TEXT SEGMENT.
──────────
That is in the Republic. In Northern Ireland - which is part of the United Kingdom, by the wish of a majority of its people - the situation is significantly different. About one-third of the Catholic minority there regularly vote for Sinn Fein. Many of the remaining Catholics live in a condition of ambivalent neutrality between the IRA and the security forces, and in some fear of both. The Protestant (Unionist, Loyalist) majority there is strongly hostile to the IRA, from which its members have been under lethal attack for more than twenty years now.
At this moment, while the peace movement in the Republic is at its most vocal, the situation in Northern Ireland is increasingly approximating civil war: a civil war which reaches out into other parts of the United Kingdom, as in Warrington, and threatens to spill out into the Republic also. The Protestant backlash, long threatened, long discounted, and only sporadically manifested, is now a grim and sustained reality. Last year in Northern Ireland, more Catholics were killed by Protestants than vice versa: contrary to the previously prevailing pattern. The new pattern continues this year. Immediately after Warrington, Loyalist paramilitaries murdered six Catholics (one of them a known IRA activist) in Northern Ireland, most of them at Castlerock, Co. Derry. The peace movement in the Republic, laudable and welcome as it is in itself, will not end the smoldering civil war in Northern Ireland. What is needed there is an even-handed clamp-down on the godfathers of the paramilitary terrorists in both communities. Unless that happens soon, the drift toward general civil war, in the whole island of Ireland, may become irreversible.
So far, in the aftermath of Warrington and Castlerock, the responses of the whole political establishment were notable for their failure to address themselves to the primacy of security.
From Northern Ireland Secretary Sir Patrick Mayhew, from Irish Foreign Minister Dick Spring, from John Hume, leader of the SDLP (Social Democratic and Labour Party) constitutional nationalists, we had a combination of messages which has become nauseatingly familiar. Ritual condemnation of each atrocity is followed by the claim that each such deed "Iends urgency" to the resumption of talks and to "the quest for a political solution in Northern Ireland."
Such statements represent a flight from the harsh reality of terrorism and the need to fight it here and now.
──────────
Referring expression pointing data
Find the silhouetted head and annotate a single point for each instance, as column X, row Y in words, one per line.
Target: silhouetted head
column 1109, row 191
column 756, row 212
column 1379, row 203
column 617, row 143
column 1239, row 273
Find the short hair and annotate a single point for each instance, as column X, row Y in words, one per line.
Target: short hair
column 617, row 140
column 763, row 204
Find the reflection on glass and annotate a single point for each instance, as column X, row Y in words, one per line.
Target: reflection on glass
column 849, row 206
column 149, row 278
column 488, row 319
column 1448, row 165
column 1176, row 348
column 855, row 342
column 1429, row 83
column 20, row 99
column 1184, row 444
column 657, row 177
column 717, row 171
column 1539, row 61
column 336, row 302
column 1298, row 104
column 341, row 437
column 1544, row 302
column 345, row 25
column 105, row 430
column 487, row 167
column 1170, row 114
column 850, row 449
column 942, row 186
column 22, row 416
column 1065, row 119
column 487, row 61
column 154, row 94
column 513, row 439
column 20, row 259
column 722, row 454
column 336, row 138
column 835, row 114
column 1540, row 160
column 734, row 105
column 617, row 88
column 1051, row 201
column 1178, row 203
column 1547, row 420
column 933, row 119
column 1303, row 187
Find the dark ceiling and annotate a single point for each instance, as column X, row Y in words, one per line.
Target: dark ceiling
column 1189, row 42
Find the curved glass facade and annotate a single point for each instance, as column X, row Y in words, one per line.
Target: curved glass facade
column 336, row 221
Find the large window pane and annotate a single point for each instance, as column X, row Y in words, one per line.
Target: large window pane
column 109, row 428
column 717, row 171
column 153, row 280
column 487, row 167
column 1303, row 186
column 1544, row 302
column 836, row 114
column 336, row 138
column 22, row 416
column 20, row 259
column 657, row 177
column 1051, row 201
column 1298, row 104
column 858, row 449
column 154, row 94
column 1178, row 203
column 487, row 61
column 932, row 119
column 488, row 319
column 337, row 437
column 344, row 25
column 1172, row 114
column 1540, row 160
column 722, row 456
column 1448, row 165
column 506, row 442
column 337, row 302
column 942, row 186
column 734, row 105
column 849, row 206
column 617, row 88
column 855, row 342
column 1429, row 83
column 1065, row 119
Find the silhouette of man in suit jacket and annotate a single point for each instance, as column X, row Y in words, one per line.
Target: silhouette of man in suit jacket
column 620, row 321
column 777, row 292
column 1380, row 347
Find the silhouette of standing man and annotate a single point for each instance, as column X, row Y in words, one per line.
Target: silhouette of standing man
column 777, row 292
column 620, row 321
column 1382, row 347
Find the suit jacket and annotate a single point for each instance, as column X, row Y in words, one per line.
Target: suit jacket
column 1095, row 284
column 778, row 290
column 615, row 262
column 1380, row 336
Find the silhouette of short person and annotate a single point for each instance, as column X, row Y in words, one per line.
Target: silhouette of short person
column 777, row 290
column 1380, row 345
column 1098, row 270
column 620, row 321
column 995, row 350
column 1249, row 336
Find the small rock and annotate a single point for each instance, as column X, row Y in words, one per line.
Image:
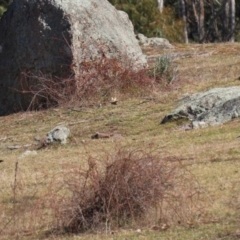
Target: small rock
column 58, row 134
column 28, row 153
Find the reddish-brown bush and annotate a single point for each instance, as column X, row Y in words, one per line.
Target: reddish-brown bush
column 124, row 188
column 97, row 81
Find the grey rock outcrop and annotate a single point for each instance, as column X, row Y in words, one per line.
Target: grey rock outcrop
column 213, row 107
column 54, row 37
column 154, row 42
column 58, row 134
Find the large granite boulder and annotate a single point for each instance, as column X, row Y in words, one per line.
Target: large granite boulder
column 54, row 37
column 213, row 107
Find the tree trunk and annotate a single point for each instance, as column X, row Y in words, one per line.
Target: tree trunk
column 160, row 5
column 232, row 20
column 201, row 20
column 184, row 21
column 225, row 23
──────────
PROBLEMS TO SOLVE.
• a. How would you condense the paragraph of the Northern Ireland text that begins "At this moment" into a short bulleted list that keeps its main facts?
• b. Could you repeat, word for word, the part of the Northern Ireland text that opens with the words containing "From Northern Ireland" and closes with "here and now."?
• c. Can you go on with the Northern Ireland text from where it stops?

SOLVED PROBLEMS.
• a.
- While the peace movement in the Republic is at its most vocal, Northern Ireland is moving toward civil war. That conflict reaches into other parts of the United Kingdom, as in Warrington, and threatens to spill into the Republic.
- The long-threatened Protestant backlash is now a grim and sustained reality. Last year more Catholics were killed by Protestants than the reverse, breaking the earlier pattern, and this continues this year.
- Immediately after Warrington, Loyalist paramilitaries murdered six Catholics, one a known IRA activist, most of them at Castlerock, Co. Derry.
- The Republic's peace movement will not end the civil war in Northern Ireland. What is needed is an even-handed clamp-down on the godfathers of paramilitary terrorists in both communities.
- Unless that happens soon, the drift toward general civil war in the whole island may become irreversible.

• b.
From Northern Ireland Secretary Sir Patrick Mayhew, from Irish Foreign Minister Dick Spring, from John Hume, leader of the SDLP (Social Democratic and Labour Party) constitutional nationalists, we had a combination of messages which has become nauseatingly familiar. Ritual condemnation of each atrocity is followed by the claim that each such deed "Iends urgency" to the resumption of talks and to "the quest for a political solution in Northern Ireland."
Such statements represent a flight from the harsh reality of terrorism and the need to fight it here and now.

• c.
The dominant political wisdom, during more than twenty years of unrelenting terrorism, is that patient negotiations will eventually lead to a political solution, which in turn will "isolate the men of violence" and so render them harmless.
The Anglo-Irish Agreement of 1985 was supposed to have benign effects of this kind. It didn't. IRA violence became even more audacious and spectacular, and the Loyalists, feeling themselves betrayed, prepared for their own campaign of violence, which erupted last year.
Spiraling Violence
Indeed, the quest for a non-existent political solution in Northern Ireland actually stimulates the violence by playing on the conflicting hopes and fears in both communities.
The reality is that Northern Ireland is ruled directly from London, a state of affairs that is unlikely to change in the foreseeable future. It is not ideal but it is the only framework that both communities there find tolerable. Unionists don't care for it but far prefer it to any form of United Ireland. Nationalists don't care for it but far prefer it to any form of majority rule (i.e., by Unionists) in Northern Ireland.
But if direct rule is to be respected and not merely tolerated it has to discharge unflinchingly the most basic responsibility of any government - the protection of the lives and limbs of law-abiding citizens. That has to be done in a concrete way, by an adequate response to terrorism as it is committed. No realistic government can leave these matters to be attended to by some future arrangements, which are to be imagined as possibly resulting from long-bogged-down talks between present adversaries.